The drugs give you an edge in the classroom, making you “so much more focussed”, according to another student, Tom. He says, “if I’m planning on spending a day in the library, then taking a modafinil ensures I’m going to be making the most of my time relatively distraction free.”
“I take it whenever the need is there, for upcoming deadlines, upcoming collections [college tests] or upcoming exams, possibly averaging a once or twice a week.”
For Jack, who studies Physics at Warwick, “it was a bit much the first time I took it because it was about eight hours, not even of just concentration but just completely immersed in what you were doing.”
“This for a lab report – in Physics you do six pages of an experiment that you’ve done, it’s quite tedious. It’s the sort of thing that would usually take me about a week or two to do properly, whereas this time I managed to sit through an entire day, and managed to get to over a week’s position on it in one day, purely because without that interest I couldn’t sit down and stay concentrated enough to do it.”
Chloe said that when she first used study drugs, “it wasn’t actually a very good essay but it just gave me the motivation to actually sit down and write something, which can be the hardest thing in the first place.
But after using modafinil every day for revision, she described the effects of going cold turkey over the summer holidays. “The thing about modafinil is that it also gives you incredible anxiety,” she says.

WORK TO COMPLETE ▸
- a) Translate this sentence from the passage on study drugs into Spanish: "But after using modafinil every day for revision, she described the effects of going cold turkey over the summer holidays."
- b) Reproduce the part of the passage on study drugs starting with "Chloe said that" and going on through "the first place.".

DATA RECORDS ▸
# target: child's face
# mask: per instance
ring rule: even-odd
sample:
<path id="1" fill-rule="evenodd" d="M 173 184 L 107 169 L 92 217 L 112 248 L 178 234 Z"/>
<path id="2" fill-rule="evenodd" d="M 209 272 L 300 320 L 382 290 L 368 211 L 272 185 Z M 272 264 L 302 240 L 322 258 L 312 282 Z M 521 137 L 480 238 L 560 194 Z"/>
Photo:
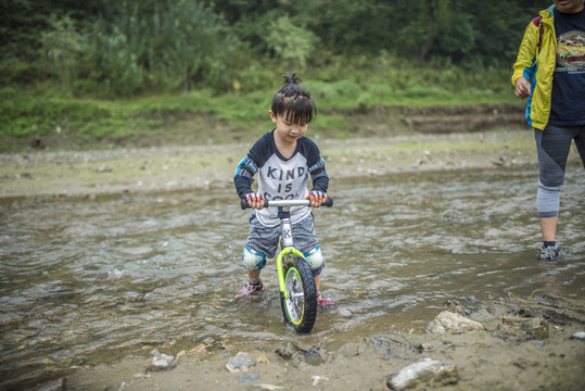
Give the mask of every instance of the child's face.
<path id="1" fill-rule="evenodd" d="M 284 115 L 276 115 L 272 111 L 269 111 L 270 118 L 277 125 L 277 136 L 285 142 L 296 142 L 297 139 L 303 137 L 307 131 L 308 124 L 293 124 L 287 118 L 287 113 Z"/>

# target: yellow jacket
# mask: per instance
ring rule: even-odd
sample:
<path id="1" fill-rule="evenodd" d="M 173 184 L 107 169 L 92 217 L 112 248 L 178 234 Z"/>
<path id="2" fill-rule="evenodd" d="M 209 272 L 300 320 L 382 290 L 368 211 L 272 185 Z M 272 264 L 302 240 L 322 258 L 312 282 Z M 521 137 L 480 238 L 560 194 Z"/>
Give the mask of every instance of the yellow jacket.
<path id="1" fill-rule="evenodd" d="M 541 11 L 541 16 L 529 23 L 513 65 L 514 87 L 520 76 L 524 76 L 532 86 L 525 114 L 529 125 L 537 129 L 544 129 L 550 116 L 552 73 L 557 62 L 554 9 L 555 5 L 550 5 Z"/>

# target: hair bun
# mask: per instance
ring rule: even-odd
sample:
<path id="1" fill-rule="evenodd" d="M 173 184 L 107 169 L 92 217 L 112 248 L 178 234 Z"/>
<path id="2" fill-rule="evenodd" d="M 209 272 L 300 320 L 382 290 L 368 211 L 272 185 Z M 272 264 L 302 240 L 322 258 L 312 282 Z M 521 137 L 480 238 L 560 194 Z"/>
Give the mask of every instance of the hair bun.
<path id="1" fill-rule="evenodd" d="M 295 72 L 293 72 L 292 74 L 283 75 L 282 77 L 284 78 L 284 85 L 298 84 L 298 81 L 303 81 L 301 80 L 301 77 L 296 76 Z"/>

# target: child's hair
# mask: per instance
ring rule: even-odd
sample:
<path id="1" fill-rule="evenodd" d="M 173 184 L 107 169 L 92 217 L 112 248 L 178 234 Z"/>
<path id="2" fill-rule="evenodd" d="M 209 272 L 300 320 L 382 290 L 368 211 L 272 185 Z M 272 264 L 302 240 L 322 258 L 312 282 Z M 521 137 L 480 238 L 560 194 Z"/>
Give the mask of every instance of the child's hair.
<path id="1" fill-rule="evenodd" d="M 293 124 L 308 124 L 317 116 L 317 106 L 310 93 L 298 84 L 302 80 L 294 72 L 282 77 L 284 86 L 272 97 L 272 113 L 277 116 L 287 115 L 287 121 Z"/>

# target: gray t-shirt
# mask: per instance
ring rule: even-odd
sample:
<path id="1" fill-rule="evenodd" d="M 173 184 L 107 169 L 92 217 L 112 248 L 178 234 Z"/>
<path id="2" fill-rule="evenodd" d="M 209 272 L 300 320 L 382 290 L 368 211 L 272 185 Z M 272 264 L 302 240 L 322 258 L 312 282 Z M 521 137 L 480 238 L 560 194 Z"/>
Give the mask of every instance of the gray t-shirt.
<path id="1" fill-rule="evenodd" d="M 282 156 L 275 143 L 274 130 L 265 134 L 252 147 L 236 171 L 233 182 L 240 198 L 252 192 L 253 176 L 258 174 L 258 190 L 266 200 L 303 200 L 308 195 L 309 177 L 313 189 L 327 192 L 329 176 L 319 148 L 307 137 L 297 140 L 296 150 L 289 159 Z M 278 209 L 255 211 L 260 224 L 275 227 L 280 224 Z M 291 223 L 305 218 L 308 206 L 292 206 Z"/>

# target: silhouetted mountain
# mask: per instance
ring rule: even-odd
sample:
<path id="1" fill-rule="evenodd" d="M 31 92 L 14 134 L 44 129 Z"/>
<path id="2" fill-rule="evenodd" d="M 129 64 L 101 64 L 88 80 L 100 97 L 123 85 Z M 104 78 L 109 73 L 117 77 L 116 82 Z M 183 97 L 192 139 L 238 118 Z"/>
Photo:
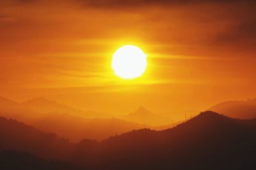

ANSWERS TO THE EXERCISES ▸
- a) Pero tras usar modafinilo todos los días para repasar, describió los efectos de dejarlo de golpe durante las vacaciones de verano.

- b)
Chloe said that when she first used study drugs, “it wasn’t actually a very good essay but it just gave me the motivation to actually sit down and write something, which can be the hardest thing in the first place.